───── Quoted passage ─────

What’s that you say?
Getting older often means losing our senses – literally.
Both our vision and hearing begin to fail us impacting the quality of life of many of our senior loved ones.
Getting glasses to improve our vision, while not inexpensive, is pretty easy for many of us to buy. There are numerous vision centers and eye doctors of our choosing so that we can compare and get the most affordable options. Getting a pair of glasses while you wait or while you shop for groceries has become commonplace for older adults.
Being able to access corrective lenses so that, despite aging’s loss of vision, seniors can still perform their daily activities with optimal sight helps seniors maintain a routine life.
Unfortunately, finding a solution to hearing loss associated with aging is not as easy.
While neither are covered services under most insurance plans including Medicare, hearing aids are often financially out of the reach of many senior’s budget so are often an unobtainable advantage to achieve a better quality of life.
Family caregivers can help their senior loved ones overcome the barriers to better hearing to help their seniors remain engaged with the world around them.
Consequences of Untreated Hearing Loss for Seniors
It doesn’t seem like much of a burden to daily living to people who can hear, but loss of hearing has far reaching implications for our senior loved ones.

─────

**Check your understanding:**
a: According to the article on aging and hearing loss, who can help seniors overcome the barriers to better hearing?
b: In the article on aging and hearing loss, rewrite the passage from "Being able to" up to and including "a routine life.", switching "corrective lenses" to "prescription glasses".

───── Source information ─────

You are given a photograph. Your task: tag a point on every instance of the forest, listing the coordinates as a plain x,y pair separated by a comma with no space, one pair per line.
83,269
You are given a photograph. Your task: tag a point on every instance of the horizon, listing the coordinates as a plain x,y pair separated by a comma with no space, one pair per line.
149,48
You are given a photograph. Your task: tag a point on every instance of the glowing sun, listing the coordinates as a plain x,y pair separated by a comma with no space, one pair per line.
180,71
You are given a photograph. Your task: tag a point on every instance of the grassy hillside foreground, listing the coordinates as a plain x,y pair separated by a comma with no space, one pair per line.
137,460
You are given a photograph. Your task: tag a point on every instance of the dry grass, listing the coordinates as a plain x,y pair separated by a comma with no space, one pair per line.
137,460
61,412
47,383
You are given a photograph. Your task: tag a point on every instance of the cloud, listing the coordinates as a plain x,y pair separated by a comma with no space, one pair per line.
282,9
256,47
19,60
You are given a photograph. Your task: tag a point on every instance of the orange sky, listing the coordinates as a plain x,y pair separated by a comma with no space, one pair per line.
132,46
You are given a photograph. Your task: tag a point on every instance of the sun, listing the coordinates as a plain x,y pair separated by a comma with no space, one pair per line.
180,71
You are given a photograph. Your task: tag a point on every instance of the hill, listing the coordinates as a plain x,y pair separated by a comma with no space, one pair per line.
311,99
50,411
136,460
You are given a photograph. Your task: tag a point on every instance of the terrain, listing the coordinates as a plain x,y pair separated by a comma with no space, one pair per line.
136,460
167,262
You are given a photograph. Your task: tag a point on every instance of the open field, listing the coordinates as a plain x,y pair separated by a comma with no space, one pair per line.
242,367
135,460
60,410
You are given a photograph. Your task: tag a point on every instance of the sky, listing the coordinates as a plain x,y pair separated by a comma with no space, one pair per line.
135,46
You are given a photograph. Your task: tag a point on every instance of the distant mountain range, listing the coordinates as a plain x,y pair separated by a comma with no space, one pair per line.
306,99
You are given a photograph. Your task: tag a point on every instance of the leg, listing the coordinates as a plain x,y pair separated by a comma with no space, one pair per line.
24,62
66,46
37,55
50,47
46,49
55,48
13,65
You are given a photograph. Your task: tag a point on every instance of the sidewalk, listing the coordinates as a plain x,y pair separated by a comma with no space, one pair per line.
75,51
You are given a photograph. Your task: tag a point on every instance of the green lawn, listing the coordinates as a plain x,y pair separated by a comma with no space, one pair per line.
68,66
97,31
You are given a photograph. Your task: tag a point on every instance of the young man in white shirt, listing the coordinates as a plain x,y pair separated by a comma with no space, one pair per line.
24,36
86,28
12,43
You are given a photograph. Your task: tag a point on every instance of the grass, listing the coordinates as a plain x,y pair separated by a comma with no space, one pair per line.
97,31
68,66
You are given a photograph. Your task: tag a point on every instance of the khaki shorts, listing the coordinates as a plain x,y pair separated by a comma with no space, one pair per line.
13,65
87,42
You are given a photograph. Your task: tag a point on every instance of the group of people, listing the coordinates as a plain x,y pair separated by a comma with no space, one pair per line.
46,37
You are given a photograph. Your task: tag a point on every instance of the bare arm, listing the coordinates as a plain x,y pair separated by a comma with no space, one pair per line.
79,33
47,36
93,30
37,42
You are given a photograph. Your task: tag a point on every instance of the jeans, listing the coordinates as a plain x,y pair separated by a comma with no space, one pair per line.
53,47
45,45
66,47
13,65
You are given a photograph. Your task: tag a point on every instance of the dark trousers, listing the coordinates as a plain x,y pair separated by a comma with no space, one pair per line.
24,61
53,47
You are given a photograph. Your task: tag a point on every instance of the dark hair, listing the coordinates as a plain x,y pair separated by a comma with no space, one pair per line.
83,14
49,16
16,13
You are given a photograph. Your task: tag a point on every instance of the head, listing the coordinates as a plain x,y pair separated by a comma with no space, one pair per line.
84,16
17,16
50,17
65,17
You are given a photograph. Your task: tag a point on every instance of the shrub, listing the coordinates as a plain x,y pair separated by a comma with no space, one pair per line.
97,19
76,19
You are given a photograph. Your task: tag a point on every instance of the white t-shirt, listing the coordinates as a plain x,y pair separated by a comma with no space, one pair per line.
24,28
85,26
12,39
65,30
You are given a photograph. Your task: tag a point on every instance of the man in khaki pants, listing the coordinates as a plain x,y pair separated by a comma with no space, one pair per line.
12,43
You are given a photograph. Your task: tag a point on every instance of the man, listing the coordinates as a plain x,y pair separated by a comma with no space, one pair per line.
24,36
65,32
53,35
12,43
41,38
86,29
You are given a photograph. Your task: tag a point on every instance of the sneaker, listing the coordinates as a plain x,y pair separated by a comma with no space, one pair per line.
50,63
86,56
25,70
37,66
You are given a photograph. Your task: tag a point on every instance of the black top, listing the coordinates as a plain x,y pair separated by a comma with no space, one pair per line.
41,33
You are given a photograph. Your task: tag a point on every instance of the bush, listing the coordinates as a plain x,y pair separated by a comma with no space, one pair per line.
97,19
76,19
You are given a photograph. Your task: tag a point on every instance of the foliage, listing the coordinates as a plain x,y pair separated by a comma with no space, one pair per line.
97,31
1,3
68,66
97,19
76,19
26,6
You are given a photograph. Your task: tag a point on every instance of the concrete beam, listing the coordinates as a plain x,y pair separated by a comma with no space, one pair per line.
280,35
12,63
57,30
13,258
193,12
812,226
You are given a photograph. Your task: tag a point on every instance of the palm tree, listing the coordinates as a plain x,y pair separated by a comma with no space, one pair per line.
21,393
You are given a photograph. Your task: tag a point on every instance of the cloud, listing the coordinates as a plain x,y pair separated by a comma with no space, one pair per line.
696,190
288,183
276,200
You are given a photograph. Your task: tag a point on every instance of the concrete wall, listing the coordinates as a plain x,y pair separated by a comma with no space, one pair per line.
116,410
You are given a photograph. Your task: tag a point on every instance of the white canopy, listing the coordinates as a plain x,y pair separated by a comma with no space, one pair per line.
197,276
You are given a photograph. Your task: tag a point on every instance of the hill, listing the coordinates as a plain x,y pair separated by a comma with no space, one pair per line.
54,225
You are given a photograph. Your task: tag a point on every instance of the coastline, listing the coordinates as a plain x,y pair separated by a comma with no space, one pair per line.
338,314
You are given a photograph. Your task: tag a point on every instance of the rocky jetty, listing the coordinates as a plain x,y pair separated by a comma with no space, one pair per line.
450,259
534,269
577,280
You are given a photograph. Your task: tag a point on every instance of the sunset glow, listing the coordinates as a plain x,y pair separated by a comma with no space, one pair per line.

─────

**Task-by-task solutions:**
a: Family caregivers.

b:
Being able to access prescription glasses so that, despite aging’s loss of vision, seniors can still perform their daily activities with optimal sight helps seniors maintain a routine life.